**Problem statement**
Exactly reproduce all the records, keeping pictures out of the copy.
***** Supplied information
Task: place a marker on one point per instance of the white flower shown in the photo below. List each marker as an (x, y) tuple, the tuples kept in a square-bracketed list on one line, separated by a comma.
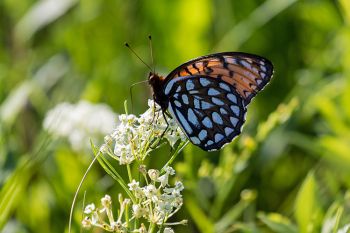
[(80, 122), (106, 201), (138, 211), (153, 174), (86, 223), (89, 208), (134, 185), (164, 179), (151, 192), (168, 230)]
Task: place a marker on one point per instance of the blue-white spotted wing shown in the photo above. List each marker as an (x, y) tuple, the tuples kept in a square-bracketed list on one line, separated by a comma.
[(208, 96), (209, 111)]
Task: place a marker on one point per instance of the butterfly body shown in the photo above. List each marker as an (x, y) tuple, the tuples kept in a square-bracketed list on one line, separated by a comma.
[(208, 95)]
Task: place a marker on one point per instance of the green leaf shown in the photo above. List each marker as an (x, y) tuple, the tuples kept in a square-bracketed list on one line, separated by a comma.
[(278, 223), (305, 204)]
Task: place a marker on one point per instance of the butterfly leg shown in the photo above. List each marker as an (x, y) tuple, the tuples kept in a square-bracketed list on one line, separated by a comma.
[(165, 130)]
**********
**Response**
Task: place a marker on one point per instance of the white flower shown in the photo below. List each marker as an (x, y) tuple, the tuples kept in a square-bracketed list on one line, separated by a comma.
[(80, 122), (106, 201), (138, 211), (153, 174), (86, 223), (89, 208), (134, 185), (164, 179), (151, 192), (168, 230)]
Task: place a marker on one point per instance of the blue-white spotted wing shown in the photo above. List each marker as an (x, y) tuple, the tuples kept in a square-bracketed list on one line, separated by a comma.
[(208, 96), (209, 111)]
Task: place a marker on one point per instance of the butterfly body shown in the photo above. List each marker as an (x, y) tuple, the tuples kept in a square-bracketed list on one line, separated by a comma.
[(208, 95)]
Task: place a marker on one point per instance of the green leaf shown in the photo above. List each marker as an (x, y) tuple, the tuples kept in a square-bracketed list on one line, separated by a comma.
[(278, 223), (305, 204)]
Task: place a marker on one point per instance of the butterfly leg shown in the photo above. List each marker as an (x, y) tuple, the tuples kept in a square-bracketed list on one line, separated by a comma.
[(165, 130)]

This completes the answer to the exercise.